▶ **REQUIRED WORK**
Copy out every line below that contains the word "trace".

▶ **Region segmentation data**
====================
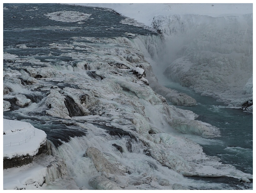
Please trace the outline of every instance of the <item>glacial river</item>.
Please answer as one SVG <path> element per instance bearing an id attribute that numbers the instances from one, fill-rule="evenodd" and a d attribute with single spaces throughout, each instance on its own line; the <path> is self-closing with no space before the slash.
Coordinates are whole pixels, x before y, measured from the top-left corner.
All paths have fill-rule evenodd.
<path id="1" fill-rule="evenodd" d="M 74 42 L 73 37 L 96 39 L 124 37 L 127 32 L 141 35 L 156 35 L 142 28 L 121 24 L 120 21 L 124 18 L 105 8 L 57 4 L 5 4 L 3 7 L 6 8 L 3 10 L 3 52 L 15 54 L 21 58 L 33 57 L 41 62 L 47 61 L 53 66 L 66 65 L 73 67 L 75 65 L 74 64 L 77 61 L 66 54 L 71 54 L 74 51 L 68 47 L 68 45 Z M 78 11 L 91 15 L 86 22 L 80 24 L 51 20 L 46 15 L 49 13 L 63 10 Z M 80 41 L 90 42 L 88 39 Z M 53 49 L 49 45 L 53 43 L 67 45 L 62 50 Z M 84 50 L 78 51 L 90 54 L 89 50 L 87 52 Z M 10 63 L 11 61 L 4 60 L 4 68 L 10 68 L 18 70 L 18 66 L 12 65 Z M 31 63 L 21 62 L 18 64 L 25 66 L 31 65 Z M 42 64 L 39 66 L 44 67 Z M 77 88 L 75 84 L 67 84 L 60 81 L 50 82 L 41 80 L 40 82 L 42 85 L 57 86 L 61 89 L 67 87 Z M 252 174 L 252 115 L 241 110 L 227 108 L 223 103 L 217 102 L 212 98 L 201 96 L 177 83 L 165 83 L 165 86 L 185 93 L 195 98 L 198 103 L 197 106 L 177 107 L 193 111 L 199 115 L 198 120 L 210 123 L 219 128 L 220 131 L 220 137 L 211 139 L 181 135 L 200 144 L 207 155 L 217 156 L 224 163 L 232 165 L 245 173 Z M 35 91 L 36 92 L 33 94 L 27 93 L 25 95 L 32 102 L 39 103 L 47 96 L 47 91 L 39 89 Z M 20 92 L 22 92 L 21 91 Z M 24 108 L 23 110 L 16 105 L 11 99 L 6 100 L 12 104 L 12 107 L 11 111 L 4 112 L 4 118 L 29 122 L 35 127 L 44 130 L 47 134 L 47 139 L 56 147 L 62 144 L 59 139 L 68 142 L 72 137 L 86 134 L 86 129 L 76 130 L 77 126 L 67 126 L 60 122 L 60 118 L 49 117 L 45 113 L 45 110 L 48 109 L 49 107 L 46 109 Z M 105 129 L 112 129 L 106 127 Z M 55 131 L 53 132 L 54 130 Z M 252 187 L 252 183 L 239 183 L 237 179 L 229 178 L 221 178 L 219 181 L 216 178 L 194 178 L 206 182 L 201 186 L 197 186 L 198 184 L 196 183 L 191 185 L 190 187 L 192 189 L 218 189 L 218 184 L 222 184 L 222 189 L 249 189 Z M 81 186 L 79 180 L 77 180 L 78 184 Z M 215 185 L 208 186 L 208 183 L 213 183 Z"/>

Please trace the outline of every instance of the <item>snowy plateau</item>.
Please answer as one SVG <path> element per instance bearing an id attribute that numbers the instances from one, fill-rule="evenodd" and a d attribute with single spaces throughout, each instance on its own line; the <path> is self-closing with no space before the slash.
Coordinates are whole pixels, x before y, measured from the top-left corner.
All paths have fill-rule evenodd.
<path id="1" fill-rule="evenodd" d="M 76 5 L 66 6 L 111 9 L 126 17 L 122 24 L 159 34 L 74 36 L 69 42 L 44 45 L 50 51 L 43 60 L 38 59 L 42 53 L 24 56 L 21 51 L 4 52 L 3 111 L 9 114 L 4 115 L 4 159 L 33 158 L 28 164 L 3 170 L 3 189 L 189 190 L 218 186 L 186 177 L 196 176 L 233 178 L 250 183 L 252 189 L 252 174 L 207 155 L 187 137 L 216 143 L 221 134 L 196 120 L 193 112 L 176 107 L 196 106 L 197 101 L 163 86 L 166 80 L 161 78 L 163 73 L 227 108 L 243 106 L 252 113 L 252 4 Z M 7 7 L 4 5 L 4 11 L 11 8 Z M 44 15 L 79 26 L 100 19 L 74 11 Z M 51 139 L 31 120 L 38 129 L 54 128 L 46 129 Z M 60 133 L 63 137 L 57 136 Z M 19 144 L 12 145 L 13 142 Z M 46 149 L 37 155 L 42 144 Z"/>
====================
▶ **SOLUTION TO THE PROBLEM**
Please trace the outline of every instance of the <item>glacial river</item>.
Please trace the outline of every instance of the <item>snowy plateau</item>.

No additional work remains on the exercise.